Фрагмент текста:
^^^^^^^^^^^^^^^^

В качестве небольшой сноски должен заметить: то, что я увидал в
рукописи Платонова во время работы над сценарием, меня удивило.
Эту рукопись показала нам с Сокуровым вдова писателя, вытащив из
деревянного чемодана, который стоял, кажется, под кроватью
небольшой московской квартиры на Малой Грузинской. Я всегда
думал, что язык поэта есть некое спонтанное выражение его души. В
рукописи Платонова, которую я видел, была записана поначалу некая
речь, скорее информативная и лишенная каких-либо интонаций. А вот
потом начиналась работа со словом - информативность
вычеркивалась, а поверх нее вставлялось то, что собственно и
называется «платоновским языком». В какой-то мере я понял, что
«платоновский язык» искусственно сделан, но эти слова надо
понимать не в укор Платонову. Когда художник заранее очерчивает
свои границы, он во многом начинает как бы делать самого себя,
работать не только спонтанно, но и логически. Наблюдать за этим
процессом по рукописям Платонова было достаточно интересно.
«Одинокий голос человека» снимался полуподпольно, потому что с
институтом
была
договоренность
о
короткометражной
документальной картине, в которой будет интервью с вдовой - Марией
Александровной Платоновой. А у Александра Николаевича Сокурова
уже был в голове план, что из тех двадцати страниц сценария,
которые я написал, он снимет большую картину. Саша уехал в
Горький, где он до ВГИКа оканчивал исторический факультет
Университета и привез оттуда осенью 1978 года двухчасовую
картину,- «кривую», странную, немного претенциозную и страшно
талантливую - все эти качества просто били через край. …Смотреть
ее было трудно, и этот труд принимался многими за скуку. Не знаю,
досмотрел ли его мастер Александр Михайлович Згуриди этот фильм
до конца…. Чувствуя, что первые просмотры вызывают ощущение
затянувшейся паузы,, Саша сократил эту картину примерно на 15
минут. Но все равно, никто не знал, что со всем этим делать.
Александр Николаевич уже тогда, во ВГИКе
был активным «
протестантом» и как-то все негласно договорились, что раз у него уже
есть одно высшее образование - учить его следует не пять лет, а
четыре года. Поскорее выставить и пусть уходит... «Одинокий голос
человека» мог как раз оказаться дипломной картиной. Но тогдашний
ректор ВГИКа Виталий Николаевич Ждан сказал, это эта картина –
пропаганда русской идеалистической философии и потому не может
быть принята в качестве диплома. Мы, естественно, почувствовали
себя так, словно получили медаль зав оборону Сталинграда.
Пропаганда русской идеалистической философии (которую мы тогда
не знали…) Круто! Но это было только начало. Вскоре наши медали
потускнели и стали напоминать обыкновенные медяки на ленточке.

^^^^^^^^^^^^^^^^

Задание A: Покажите все строки записей, где встречается слово «wool». Регистр букв учитывается.
Записи никак не связаны с фрагментом.

^^^^^^^^^^^^^^^^

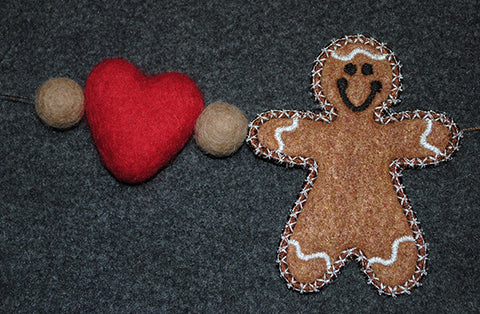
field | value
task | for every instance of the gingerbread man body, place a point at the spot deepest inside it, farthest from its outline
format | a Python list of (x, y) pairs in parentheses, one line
[(353, 203)]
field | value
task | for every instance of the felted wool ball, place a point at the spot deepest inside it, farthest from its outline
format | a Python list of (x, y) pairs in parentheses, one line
[(221, 129), (60, 102)]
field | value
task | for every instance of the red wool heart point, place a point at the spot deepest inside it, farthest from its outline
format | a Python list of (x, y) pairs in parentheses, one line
[(139, 122)]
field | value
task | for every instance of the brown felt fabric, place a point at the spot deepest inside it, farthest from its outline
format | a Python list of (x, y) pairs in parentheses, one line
[(353, 202)]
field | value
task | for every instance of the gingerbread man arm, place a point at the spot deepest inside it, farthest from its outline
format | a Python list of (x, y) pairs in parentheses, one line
[(285, 133), (422, 137)]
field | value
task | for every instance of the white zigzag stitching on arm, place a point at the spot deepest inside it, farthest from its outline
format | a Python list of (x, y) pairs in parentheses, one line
[(356, 51), (393, 257), (307, 257), (280, 130), (423, 138)]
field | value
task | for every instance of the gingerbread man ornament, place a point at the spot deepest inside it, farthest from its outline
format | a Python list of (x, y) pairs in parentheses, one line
[(353, 203)]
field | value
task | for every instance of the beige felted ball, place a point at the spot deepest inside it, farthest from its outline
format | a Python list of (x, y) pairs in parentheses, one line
[(221, 129), (60, 102)]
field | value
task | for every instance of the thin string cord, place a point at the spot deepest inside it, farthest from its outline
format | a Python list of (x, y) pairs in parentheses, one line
[(470, 129), (17, 98)]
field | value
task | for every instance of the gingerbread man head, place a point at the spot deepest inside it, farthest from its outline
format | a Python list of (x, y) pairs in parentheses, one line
[(356, 74)]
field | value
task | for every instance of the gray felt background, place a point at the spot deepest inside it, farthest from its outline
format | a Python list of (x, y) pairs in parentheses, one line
[(202, 235)]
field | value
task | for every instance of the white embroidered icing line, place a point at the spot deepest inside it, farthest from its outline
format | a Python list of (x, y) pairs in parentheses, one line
[(393, 257), (280, 130), (423, 139), (307, 257), (357, 51)]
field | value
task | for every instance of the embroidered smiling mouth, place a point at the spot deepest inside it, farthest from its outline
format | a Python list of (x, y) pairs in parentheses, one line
[(375, 87)]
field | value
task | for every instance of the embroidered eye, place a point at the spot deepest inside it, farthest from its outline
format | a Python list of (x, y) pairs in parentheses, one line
[(367, 69), (350, 69)]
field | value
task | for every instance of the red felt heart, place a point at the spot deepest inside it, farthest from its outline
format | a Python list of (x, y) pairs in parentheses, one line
[(139, 122)]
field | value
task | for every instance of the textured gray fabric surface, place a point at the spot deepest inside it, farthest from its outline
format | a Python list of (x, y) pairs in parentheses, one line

^^^^^^^^^^^^^^^^

Задание B: Кратко перескажите списком часть фрагмента от слов «В качестве небольшой сноски» до слов «было достаточно интересно», сохранив основные факты.

Ответ A:
task | for every instance of the felted wool ball, place a point at the spot deepest inside it, farthest from its outline
task | for every instance of the red wool heart point, place a point at the spot deepest inside it, farthest from its outline

Ответ B:
- Во время работы над сценарием автору показали рукопись Платонова, и она его удивила.
- Рукопись автору и Сокурову показала вдова писателя. Она достала её из деревянного чемодана в небольшой московской квартире на Малой Грузинской.
- Автор раньше считал язык поэта спонтанным выражением души.
- В рукописи сначала была записана информативная речь без интонаций. Потом её вычеркивали и поверх вписывали «платоновский язык».
- Автор понял, что этот язык сделан искусственно, но не ставит это Платонову в укор: очертив свои границы, художник работает не только спонтанно, но и логически.
- Наблюдать этот процесс по рукописям было интересно.